_What the task asks_. Reproduce in full, without any alteration, the forum thread about inappropriate advertising on the site.

# Inappropriate Advertising on the Site



## roubaixtuesday (13 Jun 2022)

This banner


Spoiler: Inappropriate content












With this link. I haven't followed it for obvious reasons.

Don't know what, if anything, can be done to avoid this sort of odious sexism.

https://googleads.g.doubleclick.net...MIh8ahlaKq-AIVJkfBCh0FWQiGEAEYASAAEgLy0_D_BwE


----------



## classic33 (13 Jun 2022)

Dismiss the advert and you'll be asked why. You shouldn't see it again.


----------



## roubaixtuesday (13 Jun 2022)

classic33 said:


> Dismiss the advert and you'll be asked why. You shouldn't see it again.



Not for my personal benefit, more how to avoid the site funding and promoting misogyny.


----------



## Threevok (13 Jun 2022)

Dismissing it doesn't work. Neither does reporting it (to AdChoices)

There's a couple of different ones, all on the same theme of dodgy photos


----------



## classic33 (13 Jun 2022)

These are two of the pictures from the link given,









And for balance


----------



## nickb (13 Jun 2022)

Aren't these ads 'curated' specifically for the person that sees them based on the copious data that Google holds about them?

If you've seen an ad that you deem inappropriate, maybe ask yourself what you've previously searched for or clicked on that might suggest that it's of interest to you


----------



## Tom... (13 Jun 2022)

Just use an Ad Blocker browser extension and it won't bother you


----------



## roubaixtuesday (13 Jun 2022)

Tom... said:


> Just use an Ad Blocker browser extension and it won't bother you



It isn't about what bothers me. 

It's whether a cycling site should be financing misogynist adverts.


----------



## Alex321 (13 Jun 2022)

roubaixtuesday said:


> It isn't about what bothers me.
> 
> It's whether a cycling site should be financing misogynist adverts.



The cycling site doesn't actually get to choose what adverts are displayed. 

And they certainly aren't financing them - in fact it is the reverse, this site is funded (at least in part) by advertising revenue.

[Items drawn from a data source]
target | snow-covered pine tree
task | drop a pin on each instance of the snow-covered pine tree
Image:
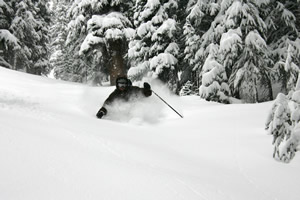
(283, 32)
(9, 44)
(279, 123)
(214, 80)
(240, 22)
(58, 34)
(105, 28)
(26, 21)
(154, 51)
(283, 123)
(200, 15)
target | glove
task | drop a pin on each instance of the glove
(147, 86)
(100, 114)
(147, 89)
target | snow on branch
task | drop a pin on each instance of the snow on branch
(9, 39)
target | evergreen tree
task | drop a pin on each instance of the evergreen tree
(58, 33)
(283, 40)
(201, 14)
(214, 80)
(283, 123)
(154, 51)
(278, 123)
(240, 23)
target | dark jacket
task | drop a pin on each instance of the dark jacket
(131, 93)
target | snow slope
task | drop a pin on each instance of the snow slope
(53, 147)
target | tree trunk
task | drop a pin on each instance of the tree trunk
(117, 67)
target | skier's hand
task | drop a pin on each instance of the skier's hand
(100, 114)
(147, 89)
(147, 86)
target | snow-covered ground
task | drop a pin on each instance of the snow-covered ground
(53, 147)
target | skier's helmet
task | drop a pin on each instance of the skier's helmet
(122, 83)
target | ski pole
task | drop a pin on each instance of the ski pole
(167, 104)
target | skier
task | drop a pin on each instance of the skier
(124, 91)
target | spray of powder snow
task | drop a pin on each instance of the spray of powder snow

_Output of the task_.
# Inappropriate Advertising on the Site



## roubaixtuesday (13 Jun 2022)

This banner


Spoiler: Inappropriate content












With this link. I haven't followed it for obvious reasons.

Don't know what, if anything, can be done to avoid this sort of odious sexism.

https://googleads.g.doubleclick.net...MIh8ahlaKq-AIVJkfBCh0FWQiGEAEYASAAEgLy0_D_BwE


----------



## classic33 (13 Jun 2022)

Dismiss the advert and you'll be asked why. You shouldn't see it again.


----------



## roubaixtuesday (13 Jun 2022)

classic33 said:


> Dismiss the advert and you'll be asked why. You shouldn't see it again.



Not for my personal benefit, more how to avoid the site funding and promoting misogyny.


----------



## Threevok (13 Jun 2022)

Dismissing it doesn't work. Neither does reporting it (to AdChoices)

There's a couple of different ones, all on the same theme of dodgy photos


----------



## classic33 (13 Jun 2022)

These are two of the pictures from the link given,









And for balance


----------



## nickb (13 Jun 2022)

Aren't these ads 'curated' specifically for the person that sees them based on the copious data that Google holds about them?

If you've seen an ad that you deem inappropriate, maybe ask yourself what you've previously searched for or clicked on that might suggest that it's of interest to you


----------



## Tom... (13 Jun 2022)

Just use an Ad Blocker browser extension and it won't bother you


----------



## roubaixtuesday (13 Jun 2022)

Tom... said:


> Just use an Ad Blocker browser extension and it won't bother you



It isn't about what bothers me. 

It's whether a cycling site should be financing misogynist adverts.


----------



## Alex321 (13 Jun 2022)

roubaixtuesday said:


> It isn't about what bothers me.
> 
> It's whether a cycling site should be financing misogynist adverts.



The cycling site doesn't actually get to choose what adverts are displayed. 

And they certainly aren't financing them - in fact it is the reverse, this site is funded (at least in part) by advertising revenue.